### Page excerpt:
= = =

Wednesday, July 25, 2012

Friends with Benefits....

Disclaimer: This blog post may contain graphic material only suitable for adults with an emotional maturity older than that of a 22 year old man. This is not a high standard, but you've been warned.

We have all heard of this term. We all know someone that's been involved in a "friends with benefits" situation at some point. We all have an opinion on why these arrangements are an awful, terrible, very bad idea or a fucking fantastic idea. Turns out most men think it's an amazing idea (shocking right?!) and most women think it's an awful idea that will only end in heartache (again, another shocker!) I think it's a crap shoot. You might get lucky and your "friends with benefits" situation could turn into a serious committed relationship that is everything you have ever imagined. Or you might be devastated when you realize that you want more to be more than just friends with benefits - but he (or she) doesn't. Or it could work out in perfect synchronization and you meet someone else that is serious about dating you and you ditch your "friend" with no hard feelings - you each served your purpose and now you can just go back to being friends without any benefits.

I have been involved in a few of these "beneficial" situations and have found that, before anything else, you have to be prepared. Prepared for ANYTHING. Any possible outcome. You might lose a great friend (highly likely) or you might remain great friends and look back with fond memories on that time you had sex a few years ago (*rolls eyes*). Or, if you are me, you will probably end up in a situation with a great guy who is also your friend; your friend who has absolutely no desire to be in any kind of committed relationship (with you or anyone else), and you will foolishly think that by agreeing to a friends with benefits situation he might change his mind. Maybe he'll realize how amazing you are by sleeping with him- right? Wrong. He is going to have his cake and eat it too while you become emotionally attached. This is not going to end well. This never ends well. 

If I have learned anything from my "friends" that at one time were allowed special privileges, it is that....

1) you should be prepared to lose your friend. Say your goodbyes now because your friendship will never be the same (please see the above for clarification on this).  Sex will change things. Sex always changes things.

= = =

### Records shown:
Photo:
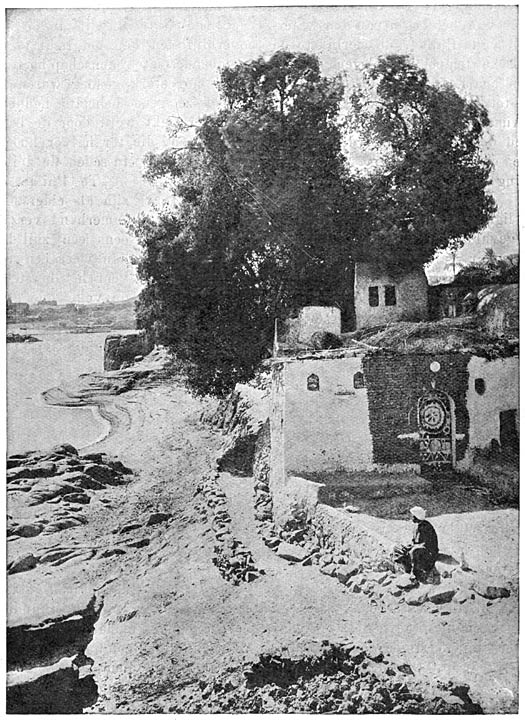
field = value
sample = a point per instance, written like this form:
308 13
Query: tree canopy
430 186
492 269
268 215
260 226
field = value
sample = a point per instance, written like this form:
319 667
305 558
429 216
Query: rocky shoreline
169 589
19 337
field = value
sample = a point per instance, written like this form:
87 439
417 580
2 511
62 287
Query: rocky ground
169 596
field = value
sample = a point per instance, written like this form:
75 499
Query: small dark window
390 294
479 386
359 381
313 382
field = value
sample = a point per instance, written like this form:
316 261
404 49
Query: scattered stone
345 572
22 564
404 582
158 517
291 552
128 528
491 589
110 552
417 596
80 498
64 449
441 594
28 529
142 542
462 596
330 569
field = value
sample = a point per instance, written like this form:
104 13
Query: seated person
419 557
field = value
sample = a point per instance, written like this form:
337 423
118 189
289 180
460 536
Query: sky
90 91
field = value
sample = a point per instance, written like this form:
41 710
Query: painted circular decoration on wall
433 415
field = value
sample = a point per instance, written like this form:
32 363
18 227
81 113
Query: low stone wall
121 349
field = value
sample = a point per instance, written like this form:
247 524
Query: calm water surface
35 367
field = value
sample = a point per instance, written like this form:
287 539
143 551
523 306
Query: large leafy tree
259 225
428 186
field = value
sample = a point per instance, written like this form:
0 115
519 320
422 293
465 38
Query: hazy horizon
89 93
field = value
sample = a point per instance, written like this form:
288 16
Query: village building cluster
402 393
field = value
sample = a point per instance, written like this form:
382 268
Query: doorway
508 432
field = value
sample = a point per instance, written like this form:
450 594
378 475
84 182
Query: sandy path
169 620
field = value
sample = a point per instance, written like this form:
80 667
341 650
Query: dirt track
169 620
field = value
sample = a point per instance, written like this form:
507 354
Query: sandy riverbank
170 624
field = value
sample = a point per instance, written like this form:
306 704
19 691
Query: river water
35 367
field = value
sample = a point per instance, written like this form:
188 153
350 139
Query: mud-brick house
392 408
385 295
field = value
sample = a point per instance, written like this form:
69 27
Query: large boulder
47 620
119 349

= = =

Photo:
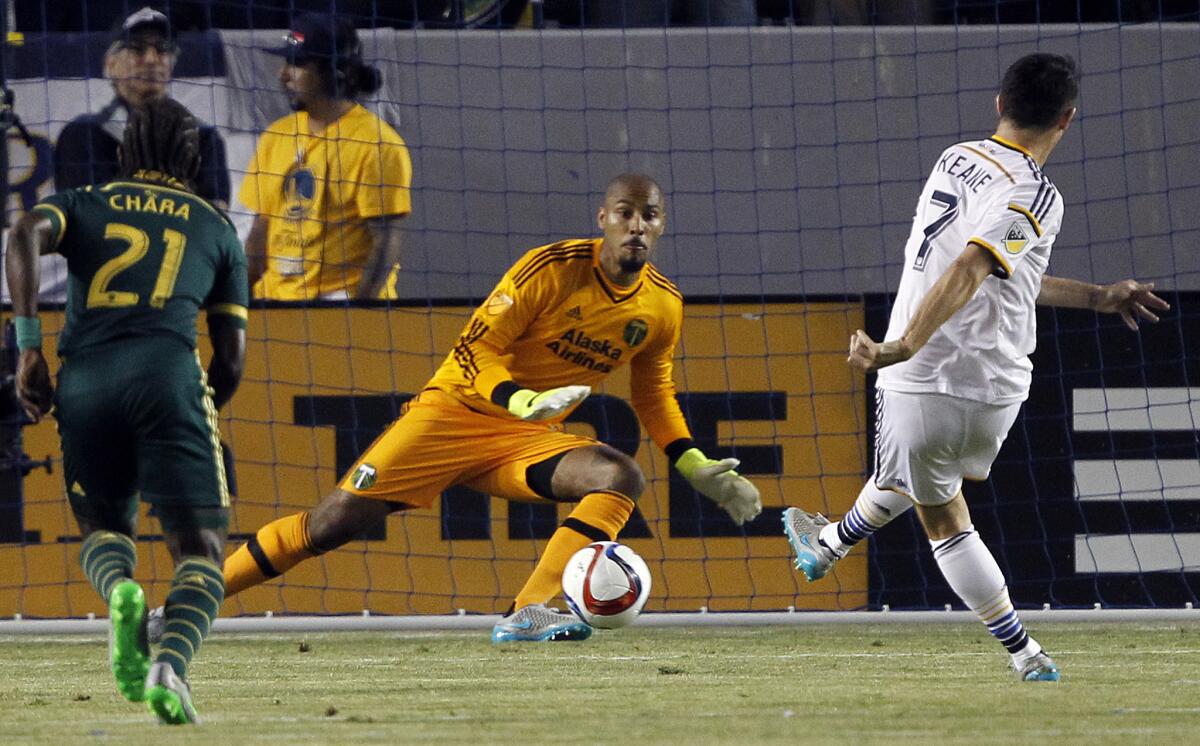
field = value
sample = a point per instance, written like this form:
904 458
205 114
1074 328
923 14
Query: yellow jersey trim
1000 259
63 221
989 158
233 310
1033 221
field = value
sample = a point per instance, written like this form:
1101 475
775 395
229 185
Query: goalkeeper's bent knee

= = =

### Stated exercise:
Can you pick up the friends-with-benefits blog post right after its last sentence and carry it forward in the same voice?

### In response:
And 2) you can only call it "friends with benefits" if it is actually beneficial for both parties involved. There are many selfish people in this world that believe the "benefits" are you being able to see them naked, you being able to pleasure them, you being able to fall asleep next to them. Trust me, I have never felt like the lucky one, the one benefiting, when the guy snoring next to me came in under a minute and passed out, leaving me with the female version of blue balls. Lucky me! If the situation is not beneficial then why do it?! Isn't that the whole point of being friends with benefits?! To fulfill a need that is not currently being fulfilled by anyone else? If you are not getting off but he (she) is - you are in a lose/lose situation and quite frankly I'd rather spend that time with my vibrator and sleep alone. At least then I wouldn't have to fight anyone for the covers.If you're going to get involved in this situation pray for someone that's willing to get the job done and not leave you high and dry once they've finished their slice of cake. 


I can obviously only speak from a woman's perspective, but if I am in any kind of sexual relationship then I am willing to do whatever it takes to get him off. WHATEVER IT TAKES. But I expect a little reciprocity. I don't care if you have to grab your sleeping bag, flashlight, and pitch a tent in between my legs for the night, just GET THE JOB DONE. Don't smile at me after you've finished, stand up, put on your pants, kiss me goodnight & then sashay out of my apartment without a care in the world. Who the fuck thinks that this is okay?! No one thinks that this is okay - that's who. This will never be acceptable. This will get you called an asshole and the "benefits" will abruptly cease. Again, I can get myself off quicker than you can and I might as well do it myself if this is going to be the case. No more cake for you.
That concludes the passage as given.